[PROVIDED RECORDS Boundary: Start]

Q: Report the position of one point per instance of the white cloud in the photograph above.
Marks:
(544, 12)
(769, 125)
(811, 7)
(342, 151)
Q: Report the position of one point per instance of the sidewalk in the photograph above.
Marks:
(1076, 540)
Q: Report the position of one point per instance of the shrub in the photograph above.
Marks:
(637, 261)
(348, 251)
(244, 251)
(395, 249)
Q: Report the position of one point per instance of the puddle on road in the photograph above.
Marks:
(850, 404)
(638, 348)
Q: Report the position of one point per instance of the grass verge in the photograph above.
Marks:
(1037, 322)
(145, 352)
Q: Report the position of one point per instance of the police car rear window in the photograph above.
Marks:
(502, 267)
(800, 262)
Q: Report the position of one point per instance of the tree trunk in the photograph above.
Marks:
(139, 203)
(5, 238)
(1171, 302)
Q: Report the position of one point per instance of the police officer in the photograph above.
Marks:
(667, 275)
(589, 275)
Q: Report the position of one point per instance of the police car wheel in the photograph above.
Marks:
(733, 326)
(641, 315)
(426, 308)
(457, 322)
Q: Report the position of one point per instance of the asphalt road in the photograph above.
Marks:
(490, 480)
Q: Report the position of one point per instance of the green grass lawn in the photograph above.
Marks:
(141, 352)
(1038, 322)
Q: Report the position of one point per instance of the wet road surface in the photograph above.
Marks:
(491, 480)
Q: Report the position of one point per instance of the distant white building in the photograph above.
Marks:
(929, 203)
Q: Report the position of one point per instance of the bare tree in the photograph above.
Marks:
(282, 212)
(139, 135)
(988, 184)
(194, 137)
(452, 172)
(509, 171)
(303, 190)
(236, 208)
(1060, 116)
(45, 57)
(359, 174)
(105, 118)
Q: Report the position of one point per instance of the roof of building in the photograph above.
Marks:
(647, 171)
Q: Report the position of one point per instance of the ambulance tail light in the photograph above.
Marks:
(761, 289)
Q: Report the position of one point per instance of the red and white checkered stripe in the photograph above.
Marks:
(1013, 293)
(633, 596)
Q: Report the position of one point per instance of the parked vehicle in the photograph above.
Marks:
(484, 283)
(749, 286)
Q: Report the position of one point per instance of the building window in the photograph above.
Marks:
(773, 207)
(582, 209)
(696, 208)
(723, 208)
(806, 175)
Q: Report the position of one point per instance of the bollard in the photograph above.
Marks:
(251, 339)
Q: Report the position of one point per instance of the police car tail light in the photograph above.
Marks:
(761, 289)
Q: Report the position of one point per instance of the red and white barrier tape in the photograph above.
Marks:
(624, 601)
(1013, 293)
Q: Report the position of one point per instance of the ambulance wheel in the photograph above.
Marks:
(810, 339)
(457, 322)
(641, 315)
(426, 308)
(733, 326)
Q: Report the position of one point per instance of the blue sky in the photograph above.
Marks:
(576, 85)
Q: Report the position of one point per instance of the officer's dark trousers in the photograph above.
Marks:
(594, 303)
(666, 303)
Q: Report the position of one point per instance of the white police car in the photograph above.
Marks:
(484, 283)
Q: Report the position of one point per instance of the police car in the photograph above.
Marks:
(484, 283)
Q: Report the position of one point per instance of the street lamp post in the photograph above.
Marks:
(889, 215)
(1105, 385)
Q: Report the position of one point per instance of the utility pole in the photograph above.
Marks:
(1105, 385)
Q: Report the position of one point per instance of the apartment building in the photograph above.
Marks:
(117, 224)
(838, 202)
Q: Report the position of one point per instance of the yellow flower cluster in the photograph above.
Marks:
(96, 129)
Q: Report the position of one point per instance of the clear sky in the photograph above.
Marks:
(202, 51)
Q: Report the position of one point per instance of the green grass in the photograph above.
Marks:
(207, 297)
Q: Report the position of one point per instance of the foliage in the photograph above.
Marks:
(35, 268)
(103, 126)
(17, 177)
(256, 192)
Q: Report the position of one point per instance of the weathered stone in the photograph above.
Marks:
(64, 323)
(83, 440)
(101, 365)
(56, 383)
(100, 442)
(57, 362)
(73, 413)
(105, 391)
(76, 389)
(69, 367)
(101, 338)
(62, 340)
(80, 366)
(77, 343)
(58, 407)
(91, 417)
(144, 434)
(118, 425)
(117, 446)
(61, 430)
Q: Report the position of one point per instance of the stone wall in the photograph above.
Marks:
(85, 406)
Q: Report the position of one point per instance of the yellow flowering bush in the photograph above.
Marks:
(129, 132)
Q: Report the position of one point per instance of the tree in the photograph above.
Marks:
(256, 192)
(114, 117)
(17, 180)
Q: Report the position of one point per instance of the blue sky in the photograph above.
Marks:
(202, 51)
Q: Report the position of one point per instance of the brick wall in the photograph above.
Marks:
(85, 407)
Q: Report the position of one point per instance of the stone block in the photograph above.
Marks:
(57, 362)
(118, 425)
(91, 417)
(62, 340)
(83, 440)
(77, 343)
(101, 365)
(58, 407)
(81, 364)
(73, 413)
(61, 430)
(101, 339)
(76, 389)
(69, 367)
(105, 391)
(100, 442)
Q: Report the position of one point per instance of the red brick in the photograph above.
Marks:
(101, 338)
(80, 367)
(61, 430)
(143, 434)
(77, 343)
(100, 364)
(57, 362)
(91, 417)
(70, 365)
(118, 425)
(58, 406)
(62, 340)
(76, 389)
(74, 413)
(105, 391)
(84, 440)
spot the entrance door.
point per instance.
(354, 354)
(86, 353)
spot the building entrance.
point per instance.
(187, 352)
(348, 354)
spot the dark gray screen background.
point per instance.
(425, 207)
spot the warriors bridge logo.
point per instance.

[PROVIDED RECORDS Boundary: End]

--- DIRECTIONS FOR THIS TASK ---
From the material above, copy out every line bearing the string "light".

--- RESPONSE TO THE TASK ---
Q: Report the position of one point per instance of the ambulance tail light in the photograph above.
Q: Report the position of one point per instance of the police car tail light in the photograph above.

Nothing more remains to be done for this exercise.